# TEXT SECTION:
______________________________
Within the small company space, our Biotechnology Center is constantly making loans to small startup companies. The universities are also constantly innovating within the life sciences space, which is also a driving force for the evolution of the hub. Over the last three years, we have been fortunate to see the geographic footprint of the industry expand to both the East and the West of the state.
Apart from the collaborative emphasis of the Research Triangle, what are the key advantages for operating in NC?
NC has a low corporate tax rate as compared to most states in our country. The state has also been very cognizant of the impact of regulatory burdens that can be placed on industry, and has been amending its regulatory codes to make sure they are optimized for the current economy and business environment. North Carolina also offers an excellent quality of life, which is very appealing to the community.
What are the key challenges facing NC’s life sciences industry?
The biggest challenge that we face in North Carolina is our capital market. Relatively speaking, the market is thinly capitalized in terms of native venture firms. To address this challenge, our primary aim is to produce intellectual property that will attract the attention of out-of-state venture firms to encourage them to invest within state.
What role does NCBIO play as a lobbyist, both in Raleigh and Washington DC?
In North Carolina, the core of our efforts is to keep the life sciences community in the minds of the legislators and to remind them that the industry can assist in the economic development of the state, especially with respect to job creation. We have a focus on rural development and we spend a significant amount of time reminding people that the life sciences industry can help in uplifting all communities within the state. We are also concerned with drug pricing, and NCBIO aims to keep informing Congress of the large costs and expenses associated with drug development.
Could you provide a final message to our international readership?
North Carolina lives up to its reputation as a very strong competitor to the other major life science hubs, both nationally and internationally. We have an excellent workforce, business climate, quality of life, and institutions that all aid in the development and growth of the life sciences industry in the state.
______________________________
# DATASET ENTRIES:
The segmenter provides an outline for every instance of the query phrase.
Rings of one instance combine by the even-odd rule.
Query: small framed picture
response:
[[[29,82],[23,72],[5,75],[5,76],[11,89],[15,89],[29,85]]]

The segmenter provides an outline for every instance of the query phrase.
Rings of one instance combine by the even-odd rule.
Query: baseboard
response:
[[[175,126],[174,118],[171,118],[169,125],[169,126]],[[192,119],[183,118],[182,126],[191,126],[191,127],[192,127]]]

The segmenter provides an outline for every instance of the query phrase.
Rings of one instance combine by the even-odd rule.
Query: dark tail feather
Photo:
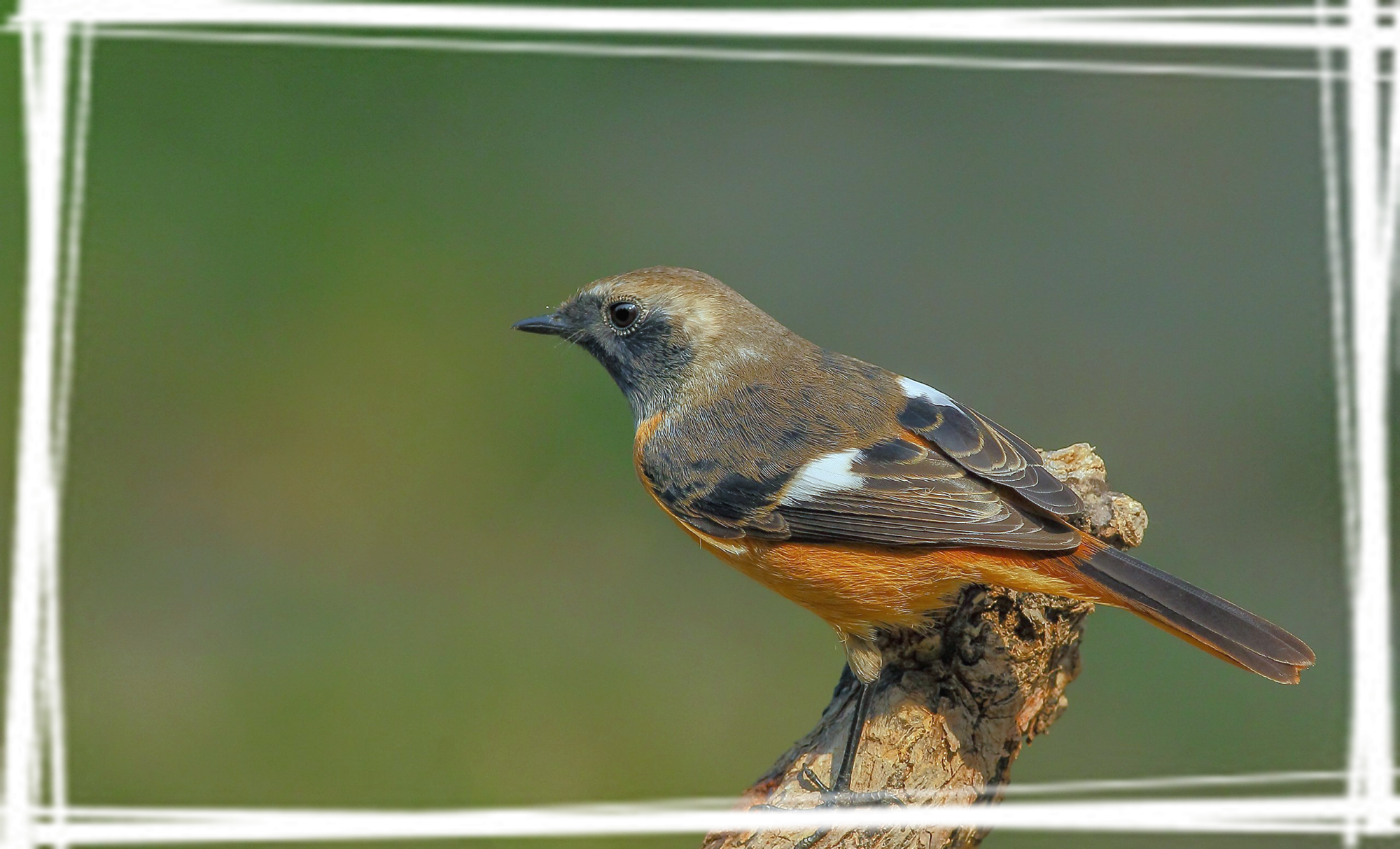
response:
[[[1079,560],[1079,573],[1103,588],[1106,602],[1124,607],[1217,657],[1281,684],[1298,684],[1299,672],[1317,660],[1306,643],[1242,607],[1096,539],[1079,552],[1086,548],[1092,553]]]

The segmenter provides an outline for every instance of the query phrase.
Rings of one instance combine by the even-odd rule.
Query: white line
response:
[[[333,27],[592,35],[962,41],[1306,49],[1345,46],[1344,27],[1282,22],[1053,17],[1016,10],[606,8],[256,0],[27,0],[17,21],[98,25]]]
[[[1250,67],[1228,64],[1170,64],[1147,62],[1098,62],[1077,59],[1014,59],[993,56],[858,53],[836,50],[797,50],[743,48],[706,48],[682,45],[608,45],[559,41],[497,41],[480,38],[430,38],[392,35],[340,35],[312,32],[238,32],[228,29],[151,29],[104,27],[98,38],[155,39],[195,43],[245,43],[314,48],[363,48],[445,50],[466,53],[535,53],[606,59],[676,59],[700,62],[759,62],[795,64],[832,64],[858,67],[946,67],[966,70],[1016,70],[1079,74],[1179,76],[1242,80],[1316,80],[1317,71],[1306,67]]]
[[[1376,0],[1350,0],[1352,11],[1347,142],[1351,209],[1352,353],[1357,378],[1359,572],[1352,593],[1352,705],[1350,792],[1359,829],[1394,834],[1394,737],[1390,651],[1390,275],[1382,265],[1380,85]]]
[[[59,352],[56,357],[57,378],[55,385],[53,408],[53,486],[55,503],[57,506],[53,521],[53,556],[43,570],[41,586],[43,618],[42,642],[43,654],[41,657],[42,679],[39,682],[39,696],[43,708],[43,727],[41,729],[41,745],[48,744],[45,766],[49,773],[49,810],[55,824],[62,825],[69,800],[69,772],[67,772],[67,722],[63,699],[63,616],[62,616],[62,499],[67,478],[69,455],[69,415],[73,398],[74,356],[77,349],[77,305],[78,305],[78,269],[81,266],[83,247],[83,210],[87,191],[87,142],[91,129],[92,109],[92,52],[95,39],[91,27],[78,29],[78,59],[77,59],[77,98],[73,113],[73,137],[70,140],[71,156],[69,157],[69,193],[66,219],[63,221],[63,263],[62,287],[59,303],[55,310],[59,314]],[[62,835],[62,831],[59,832]],[[59,841],[55,849],[66,849]]]
[[[1326,0],[1317,0],[1319,10]],[[1331,328],[1331,364],[1337,403],[1337,471],[1341,496],[1341,544],[1348,598],[1351,609],[1357,608],[1357,593],[1362,590],[1361,580],[1361,537],[1359,537],[1359,489],[1357,469],[1355,408],[1352,396],[1351,367],[1351,321],[1348,279],[1345,269],[1345,248],[1343,247],[1341,219],[1341,163],[1337,146],[1337,120],[1334,105],[1333,52],[1317,52],[1317,66],[1322,78],[1317,85],[1317,116],[1322,146],[1322,172],[1324,189],[1324,233],[1327,244],[1327,283]],[[1355,675],[1355,671],[1352,672]],[[1354,693],[1355,698],[1355,693]],[[1350,751],[1347,792],[1358,799],[1364,792],[1364,765],[1358,761],[1355,745]],[[1361,838],[1361,822],[1348,821],[1343,832],[1347,846],[1355,846]]]
[[[1389,346],[1389,270],[1380,223],[1393,216],[1382,205],[1379,181],[1379,99],[1376,84],[1375,42],[1379,38],[1375,0],[1352,0],[1351,10],[1326,10],[1329,25],[1301,27],[1317,13],[1308,7],[1246,10],[1240,7],[1200,10],[622,10],[556,8],[501,6],[419,6],[419,4],[344,4],[344,3],[253,3],[220,0],[148,0],[119,3],[108,0],[27,0],[17,17],[24,28],[24,67],[27,104],[27,151],[29,154],[29,247],[28,290],[25,304],[25,357],[22,403],[20,410],[20,448],[15,506],[15,562],[11,615],[10,667],[6,715],[6,822],[8,849],[24,849],[35,836],[45,842],[77,843],[162,843],[225,842],[262,839],[363,839],[407,836],[505,836],[563,834],[665,834],[755,828],[767,824],[787,825],[931,825],[976,824],[1000,828],[1106,829],[1106,831],[1217,831],[1259,834],[1350,834],[1361,827],[1365,834],[1394,834],[1392,698],[1389,647],[1389,577],[1386,504],[1389,481],[1386,460],[1386,405]],[[1390,13],[1386,13],[1390,14]],[[1116,15],[1116,17],[1114,17]],[[1222,22],[1224,18],[1245,22]],[[1191,22],[1208,20],[1214,22]],[[1352,21],[1347,28],[1334,21]],[[67,399],[63,374],[71,375],[63,346],[71,339],[71,319],[59,289],[59,254],[63,244],[63,150],[67,116],[67,22],[140,24],[172,27],[270,25],[333,27],[384,29],[458,29],[525,31],[566,34],[640,34],[640,35],[718,35],[764,38],[830,38],[889,41],[986,41],[1025,43],[1093,43],[1093,45],[1175,45],[1242,46],[1263,49],[1350,49],[1348,133],[1351,163],[1352,283],[1350,303],[1352,354],[1355,357],[1357,424],[1359,455],[1361,541],[1355,574],[1354,628],[1358,667],[1354,724],[1351,740],[1350,787],[1345,797],[1250,799],[1250,800],[1169,800],[1169,801],[1075,801],[1008,803],[1000,807],[904,810],[822,810],[805,813],[701,810],[676,804],[665,806],[591,806],[581,808],[515,808],[447,813],[374,813],[374,811],[214,811],[192,820],[188,811],[162,815],[155,810],[150,822],[104,822],[94,808],[64,808],[62,779],[55,779],[57,804],[48,810],[52,821],[36,831],[31,817],[36,813],[42,790],[38,780],[42,755],[36,747],[43,731],[55,733],[57,748],[50,751],[55,769],[62,769],[62,698],[57,665],[57,531],[59,495],[63,476],[62,447],[66,432],[62,419]],[[1270,22],[1274,21],[1274,22]],[[136,36],[126,29],[126,36]],[[171,32],[175,36],[174,32]],[[225,34],[183,31],[182,38],[216,38]],[[335,34],[227,34],[241,41],[286,38],[277,43],[351,45]],[[153,38],[150,32],[140,35]],[[398,45],[378,39],[363,46],[423,46],[431,39],[400,38]],[[442,43],[442,39],[438,39]],[[265,42],[273,43],[273,42]],[[455,41],[454,45],[469,42]],[[482,46],[490,43],[491,46]],[[1056,60],[1016,60],[939,56],[885,56],[788,50],[728,50],[725,48],[577,45],[545,42],[470,42],[472,46],[444,49],[564,52],[613,56],[672,56],[749,60],[822,60],[862,64],[903,63],[959,67],[1018,67],[1030,70],[1079,70],[1092,73],[1203,73],[1207,76],[1259,76],[1268,78],[1310,78],[1303,69],[1233,69],[1229,66],[1169,66],[1141,63],[1092,63]],[[650,50],[651,53],[641,53]],[[759,57],[763,59],[759,59]],[[808,56],[809,59],[792,59]],[[830,59],[830,57],[837,59]],[[822,59],[816,59],[822,57]],[[844,59],[841,59],[844,57]],[[1128,70],[1131,69],[1131,70]],[[1156,70],[1142,70],[1156,69]],[[1163,70],[1170,69],[1170,70]],[[1323,81],[1327,81],[1327,71]],[[1330,97],[1330,94],[1324,94]],[[81,118],[80,123],[85,119]],[[1329,120],[1329,118],[1324,118]],[[1324,127],[1324,136],[1327,130]],[[74,140],[78,143],[77,139]],[[1393,163],[1393,160],[1392,160]],[[1329,165],[1330,167],[1330,165]],[[1393,165],[1392,165],[1393,167]],[[80,179],[80,161],[73,179]],[[1393,171],[1390,172],[1393,177]],[[1333,196],[1330,192],[1329,196]],[[1386,202],[1394,191],[1385,192]],[[76,223],[77,209],[69,220]],[[1329,216],[1331,220],[1333,216]],[[1387,219],[1386,219],[1387,220]],[[71,234],[70,240],[77,235]],[[76,275],[76,241],[71,268]],[[1336,277],[1336,275],[1334,275]],[[76,284],[76,277],[73,277]],[[76,293],[76,289],[73,290]],[[1334,304],[1336,304],[1334,298]],[[59,332],[59,385],[53,381],[55,317],[62,318]],[[46,354],[46,356],[38,356]],[[38,380],[43,377],[43,380]],[[53,392],[59,398],[53,398]],[[43,401],[35,403],[35,399]],[[1345,415],[1340,410],[1338,415]],[[43,420],[48,429],[34,427]],[[35,457],[35,446],[41,446]],[[1344,448],[1345,450],[1345,448]],[[1345,475],[1347,471],[1344,469]],[[1376,493],[1379,492],[1379,502]],[[45,616],[45,591],[52,587],[55,615]],[[1379,593],[1378,593],[1379,590]],[[55,642],[48,642],[52,628]],[[52,660],[49,660],[52,653]],[[43,699],[52,699],[45,702]],[[39,706],[48,706],[59,719],[42,724]],[[1317,775],[1317,773],[1309,773]],[[1219,783],[1224,776],[1179,779],[1190,786]],[[1319,779],[1323,780],[1323,779]],[[1092,783],[1091,783],[1092,785]],[[1186,786],[1186,785],[1183,785]],[[1081,785],[1081,789],[1085,786]],[[1021,789],[1021,787],[1018,787]],[[1098,783],[1092,790],[1110,787]],[[1033,787],[1023,787],[1033,793]],[[714,803],[710,803],[714,804]],[[73,821],[64,821],[64,817]],[[130,811],[127,811],[130,814]],[[130,817],[113,815],[115,820]]]
[[[1068,832],[1341,834],[1354,815],[1344,796],[1212,800],[1007,801],[998,806],[717,810],[686,803],[470,811],[263,811],[255,817],[109,821],[70,810],[63,827],[39,824],[39,839],[73,845],[602,836],[713,831],[965,825]],[[63,832],[62,835],[59,832]]]
[[[32,845],[32,810],[42,799],[38,713],[43,667],[45,572],[56,558],[59,490],[53,465],[56,315],[63,251],[63,171],[67,126],[69,27],[24,32],[28,245],[24,359],[15,472],[10,646],[4,722],[4,838]]]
______________________________
# TASKS TO PERFORM:
**a)** Summarize the interview on North Carolina's life sciences industry in two sentences.
**b)** Answer these questions from the interview on North Carolina's life sciences industry:
(i) What does the Biotechnology Center constantly provide to small startup companies?
(ii) What is the biggest challenge the state's life sciences industry faces?
(iii) What does NCBIO aim to keep informing Congress of?

# TASK-BY-TASK ANSWERS:
**a)** North Carolina's life sciences hub is driven by startup loans from the Biotechnology Center and university innovation, and the state offers a low corporate tax rate, updated regulatory codes, and an excellent quality of life, though its thinly capitalized market remains the biggest challenge. NCBIO works to keep the industry in legislators' minds as a source of jobs and rural development, and it informs Congress of the large costs of drug development.

**b)**
(i) Loans.
(ii) North Carolina's capital market.
(iii) The large costs and expenses associated with drug development.